Location identification items

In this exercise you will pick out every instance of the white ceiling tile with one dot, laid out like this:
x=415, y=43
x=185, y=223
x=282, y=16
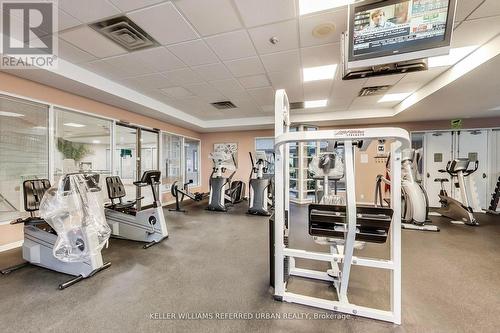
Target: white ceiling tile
x=129, y=5
x=291, y=82
x=336, y=19
x=365, y=102
x=339, y=103
x=245, y=67
x=254, y=81
x=317, y=90
x=464, y=8
x=66, y=21
x=281, y=61
x=295, y=93
x=183, y=76
x=92, y=10
x=258, y=12
x=228, y=86
x=262, y=96
x=423, y=77
x=73, y=54
x=467, y=33
x=232, y=45
x=284, y=79
x=160, y=59
x=104, y=69
x=210, y=17
x=402, y=87
x=205, y=90
x=92, y=42
x=213, y=72
x=384, y=80
x=177, y=92
x=194, y=53
x=238, y=95
x=286, y=33
x=130, y=64
x=151, y=81
x=347, y=89
x=487, y=9
x=321, y=55
x=268, y=108
x=164, y=23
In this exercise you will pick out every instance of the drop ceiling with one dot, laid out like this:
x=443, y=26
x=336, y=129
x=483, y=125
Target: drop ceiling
x=219, y=50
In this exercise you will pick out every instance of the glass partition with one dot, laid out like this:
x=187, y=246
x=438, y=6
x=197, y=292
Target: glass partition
x=192, y=150
x=23, y=151
x=82, y=144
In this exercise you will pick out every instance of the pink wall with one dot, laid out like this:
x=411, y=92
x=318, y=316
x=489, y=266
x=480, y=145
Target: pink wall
x=246, y=143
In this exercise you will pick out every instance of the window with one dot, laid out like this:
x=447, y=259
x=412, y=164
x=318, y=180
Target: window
x=191, y=151
x=171, y=167
x=23, y=151
x=82, y=143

## YOUR OBJECTIVE
Copy the listing above from its first line up to and including the line with "x=210, y=17", keeping the requests and shifting each answer coordinate by adding 74 to both its x and y values. Leave the sample coordinates in the requests unchanged, and leave the pictures out.

## RESPONSE
In this exercise you will pick out every instance of the white ceiling tile with one dot, laid out like this:
x=415, y=43
x=185, y=223
x=282, y=16
Target: white ceiling tile
x=203, y=79
x=365, y=156
x=410, y=93
x=439, y=176
x=413, y=177
x=319, y=141
x=328, y=155
x=391, y=164
x=538, y=82
x=140, y=95
x=355, y=135
x=369, y=167
x=257, y=150
x=166, y=84
x=332, y=86
x=302, y=160
x=336, y=170
x=497, y=151
x=147, y=128
x=541, y=107
x=306, y=119
x=358, y=153
x=234, y=133
x=178, y=143
x=284, y=91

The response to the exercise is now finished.